*Passage provided*

Call for laws to tackle 'nonsensical' conspiracy theories about coronavirus vaccines

Laws are needed to tackle "nonsensical" conspiracy theories about coronavirus vaccines, Labour's shadows health secretary has said.

By The Newsroom
Sunday, 15th November 2020, 6:08 pm
Updated Sunday, 15th November 2020, 6:13 pm
File photo of a nurse preparing to give a patient a vaccine.
File photo of a nurse preparing to give a patient a vaccine.

Jonathan Ashworth said there should be penalties for social media platforms which allow misinformation to spread, and he urged the Government to bring forward its Online Harms Bill.

Speaking on Sky's Sophy Ridge show, Mr Ashworth said: "I looked on my phone this morning and you can still find stuff on TikTok and so on.

"So we want to work with the Government and find a way of stamping this out. I think it would involve financial penalties."

He said fewer people choosing to take the vaccine due to online misinformation was "the last thing we want".

(Dataset entries)

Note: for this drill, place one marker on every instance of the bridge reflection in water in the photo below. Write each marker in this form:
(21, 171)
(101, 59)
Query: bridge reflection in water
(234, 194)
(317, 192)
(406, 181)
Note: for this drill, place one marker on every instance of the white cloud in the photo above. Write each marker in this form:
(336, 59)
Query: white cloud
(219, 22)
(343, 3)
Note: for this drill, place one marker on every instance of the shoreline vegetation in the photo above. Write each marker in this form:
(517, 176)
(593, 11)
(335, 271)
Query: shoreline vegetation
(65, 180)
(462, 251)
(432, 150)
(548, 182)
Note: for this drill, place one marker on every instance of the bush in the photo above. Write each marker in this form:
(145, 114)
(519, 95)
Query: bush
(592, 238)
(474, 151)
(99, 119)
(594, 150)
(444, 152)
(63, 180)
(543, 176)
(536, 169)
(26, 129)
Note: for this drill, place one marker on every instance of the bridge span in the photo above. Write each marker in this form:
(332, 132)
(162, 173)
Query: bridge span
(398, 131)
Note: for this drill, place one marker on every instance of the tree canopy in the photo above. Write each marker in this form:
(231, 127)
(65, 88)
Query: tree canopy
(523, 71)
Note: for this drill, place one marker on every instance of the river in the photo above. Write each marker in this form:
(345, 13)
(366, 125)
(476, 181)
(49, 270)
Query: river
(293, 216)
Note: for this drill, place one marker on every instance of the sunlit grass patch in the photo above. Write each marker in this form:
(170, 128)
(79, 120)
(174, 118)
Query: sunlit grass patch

* * *

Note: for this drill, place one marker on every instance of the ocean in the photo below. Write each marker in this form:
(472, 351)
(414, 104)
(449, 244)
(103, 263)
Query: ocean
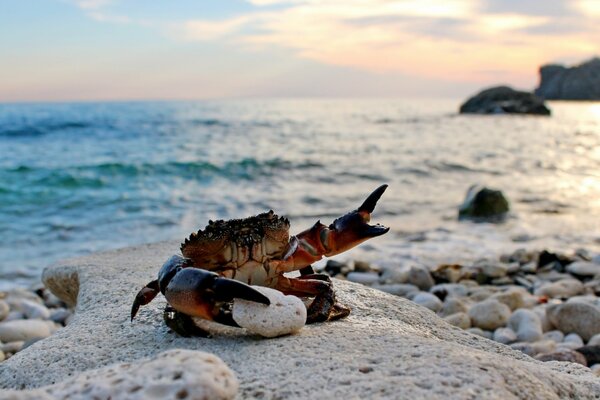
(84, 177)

*Brief A*
Reproduce the article on coronavirus vaccine conspiracy theories word for word from "Laws are needed" up to and including "Online Harms Bill.".
*Brief B*
In the article on coronavirus vaccine conspiracy theories, which bill did Jonathan Ashworth urge the Government to bring forward?

*Response box A*
Laws are needed to tackle "nonsensical" conspiracy theories about coronavirus vaccines, Labour's shadows health secretary has said.

By The Newsroom
Sunday, 15th November 2020, 6:08 pm
Updated Sunday, 15th November 2020, 6:13 pm
File photo of a nurse preparing to give a patient a vaccine.
File photo of a nurse preparing to give a patient a vaccine.

Jonathan Ashworth said there should be penalties for social media platforms which allow misinformation to spread, and he urged the Government to bring forward its Online Harms Bill.

*Response box B*
The Online Harms Bill.